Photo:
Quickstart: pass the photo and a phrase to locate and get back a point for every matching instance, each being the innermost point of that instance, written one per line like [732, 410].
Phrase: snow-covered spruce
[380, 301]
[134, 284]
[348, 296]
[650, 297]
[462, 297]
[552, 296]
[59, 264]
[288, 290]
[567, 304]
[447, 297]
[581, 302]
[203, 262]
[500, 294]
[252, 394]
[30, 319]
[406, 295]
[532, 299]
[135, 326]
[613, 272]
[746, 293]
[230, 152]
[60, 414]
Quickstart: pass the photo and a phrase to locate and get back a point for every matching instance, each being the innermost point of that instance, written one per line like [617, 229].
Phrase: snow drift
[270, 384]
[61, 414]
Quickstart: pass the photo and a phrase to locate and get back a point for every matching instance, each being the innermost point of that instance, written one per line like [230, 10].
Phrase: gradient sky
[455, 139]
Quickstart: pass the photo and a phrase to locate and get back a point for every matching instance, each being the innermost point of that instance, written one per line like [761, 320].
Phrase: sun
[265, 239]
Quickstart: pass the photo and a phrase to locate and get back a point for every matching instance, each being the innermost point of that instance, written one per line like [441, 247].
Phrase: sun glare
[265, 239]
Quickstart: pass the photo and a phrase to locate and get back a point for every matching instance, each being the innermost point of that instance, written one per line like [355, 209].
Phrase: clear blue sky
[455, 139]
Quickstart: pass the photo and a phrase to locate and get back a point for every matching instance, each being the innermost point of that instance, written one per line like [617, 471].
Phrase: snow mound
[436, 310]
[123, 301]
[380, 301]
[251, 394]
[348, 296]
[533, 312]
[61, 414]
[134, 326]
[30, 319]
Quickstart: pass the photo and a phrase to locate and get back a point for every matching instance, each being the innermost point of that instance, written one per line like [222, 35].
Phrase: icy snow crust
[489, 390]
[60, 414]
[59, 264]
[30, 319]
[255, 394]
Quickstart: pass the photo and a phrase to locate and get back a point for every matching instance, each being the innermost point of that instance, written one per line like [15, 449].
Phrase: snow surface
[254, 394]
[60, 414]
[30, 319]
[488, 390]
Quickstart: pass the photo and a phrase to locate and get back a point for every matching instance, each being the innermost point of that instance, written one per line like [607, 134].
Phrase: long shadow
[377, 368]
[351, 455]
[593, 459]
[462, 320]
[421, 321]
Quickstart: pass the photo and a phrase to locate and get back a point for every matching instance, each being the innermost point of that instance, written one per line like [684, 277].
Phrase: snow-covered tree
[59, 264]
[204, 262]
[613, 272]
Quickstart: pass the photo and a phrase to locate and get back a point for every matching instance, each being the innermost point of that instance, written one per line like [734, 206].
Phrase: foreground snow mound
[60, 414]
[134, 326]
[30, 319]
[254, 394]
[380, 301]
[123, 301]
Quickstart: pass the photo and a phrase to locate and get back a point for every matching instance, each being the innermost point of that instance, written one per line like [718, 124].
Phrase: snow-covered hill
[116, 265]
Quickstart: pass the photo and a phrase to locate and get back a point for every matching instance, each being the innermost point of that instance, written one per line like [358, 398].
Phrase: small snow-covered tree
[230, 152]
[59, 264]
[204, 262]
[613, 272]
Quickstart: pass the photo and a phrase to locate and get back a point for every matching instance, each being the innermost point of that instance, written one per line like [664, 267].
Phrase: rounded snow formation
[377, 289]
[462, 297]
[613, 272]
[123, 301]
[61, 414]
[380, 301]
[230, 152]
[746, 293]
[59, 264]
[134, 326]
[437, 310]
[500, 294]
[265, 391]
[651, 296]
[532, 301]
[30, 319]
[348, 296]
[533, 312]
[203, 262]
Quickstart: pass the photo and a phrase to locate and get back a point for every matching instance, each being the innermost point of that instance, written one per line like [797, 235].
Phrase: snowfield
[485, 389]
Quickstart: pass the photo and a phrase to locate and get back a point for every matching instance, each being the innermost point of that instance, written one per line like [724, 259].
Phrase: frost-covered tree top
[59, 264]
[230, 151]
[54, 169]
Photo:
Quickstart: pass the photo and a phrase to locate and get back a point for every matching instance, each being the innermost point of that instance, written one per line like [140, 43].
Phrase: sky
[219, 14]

▶ **OBJECTIVE**: Transcribe each record exactly. Leave nothing out.

▶ **WRITTEN RESPONSE**:
Photo:
Quickstart: pass the photo and a phrase to locate and get back a point for every matching instance, each being the innermost point of that instance, written one per line like [732, 410].
Phrase: snow-covered spruce
[380, 301]
[134, 284]
[348, 296]
[650, 297]
[462, 297]
[552, 296]
[59, 264]
[288, 290]
[567, 304]
[447, 297]
[581, 302]
[203, 262]
[500, 294]
[252, 394]
[30, 319]
[406, 295]
[532, 299]
[135, 326]
[613, 272]
[746, 293]
[230, 152]
[60, 414]
Quickstart: pass the photo and a phrase to locate and get back a point for every matching instance, each being the innermost point of that instance, written one per line like [617, 229].
Phrase: snow drift
[270, 384]
[61, 414]
Quickstart: pass the photo and a phrase to locate and get back a point for every matching instance, each being the innermost point of that instance, written one per line like [230, 10].
Phrase: gradient sky
[455, 139]
Quickstart: pass the photo and a phrase to locate and get back a point for every matching instance, each being the innermost point of that instance, written one per line like [761, 320].
Phrase: sun
[265, 239]
Quickstart: pass the photo and a phrase to locate and get back a point for every matching instance, each being the innermost point of that instance, written one per line like [441, 247].
Phrase: sun glare
[265, 239]
Quickstart: pass the photo and a phrase to locate and get back a point for every matching instance, each being the innermost point of that instance, written one per line like [355, 209].
Phrase: clear blue sky
[455, 139]
Quickstart: pass the photo and a phrase to locate and get back a point for every matching instance, each being the innermost point of that instance, written one per line like [617, 471].
Phrase: snow mound
[436, 310]
[123, 301]
[380, 301]
[251, 394]
[348, 296]
[533, 312]
[61, 414]
[134, 326]
[30, 319]
Quickstart: pass the photo and a phrase to locate and get back a point for every matching instance, each being the innermost point of that instance, written one per line like [222, 35].
Phrase: icy snow crust
[489, 390]
[60, 414]
[59, 264]
[30, 319]
[255, 394]
Quickstart: pass the photo and a phrase to locate and get back a point for every matching instance, each being the innermost point of that instance, written one per line like [15, 449].
Phrase: snow surface
[254, 394]
[60, 414]
[30, 319]
[488, 390]
Quickstart: pass the photo and a phrase to locate and get back a point for every matching instance, each being the innermost point of that instance, written one per line like [607, 134].
Phrase: long shadow
[377, 368]
[351, 455]
[593, 459]
[462, 320]
[421, 321]
Quickstart: pass the photo and a phrase to locate and get back a point for every matching instance, each being the innermost point of that instance, written one per line like [684, 277].
Phrase: snow-covered tree
[59, 264]
[204, 262]
[613, 272]
Quickstart: pass the photo and a phrase to locate and get back a point for every matching instance, each being the innermost point of that instance, written one per line like [734, 206].
Phrase: foreground snow mound
[60, 414]
[134, 326]
[30, 319]
[254, 394]
[380, 301]
[123, 301]
Quickstart: pass the photo and a phrase to locate and get back a point for every matching instance, each being the innermost point of that instance, written one per line like [718, 124].
Phrase: snow-covered hill
[116, 265]
Quickstart: pass the photo and a phrase to locate and get back a point for every matching instance, each being the innermost point of that instance, written one per line like [358, 398].
Phrase: small snow-covered tree
[230, 152]
[59, 264]
[204, 262]
[613, 272]
Quickstart: pass the photo and a phrase to locate and get back a point for every matching instance, each being the innermost point of that instance, written one per line like [664, 267].
Phrase: rounded snow formation
[377, 289]
[462, 297]
[613, 272]
[123, 301]
[61, 414]
[380, 301]
[230, 152]
[746, 293]
[59, 264]
[134, 326]
[437, 310]
[500, 294]
[265, 391]
[651, 296]
[532, 301]
[30, 319]
[348, 296]
[533, 312]
[203, 262]
Quickstart: pass the photo and a phrase to locate and get back a point for every matching instance, each being the innermost point of that instance, written one per line like [797, 235].
Phrase: snowfield
[485, 389]
Quickstart: pass the photo and a phrase to locate and get back a point for every matching instance, each being the innermost point of that instance, written one per line like [724, 259].
Phrase: frost-covered tree top
[59, 264]
[230, 151]
[54, 169]
Photo:
Quickstart: pass the photo and a phrase to locate and get back a point for every matching instance, each being the innermost point of that instance, written one per line like [140, 43].
Phrase: sky
[219, 14]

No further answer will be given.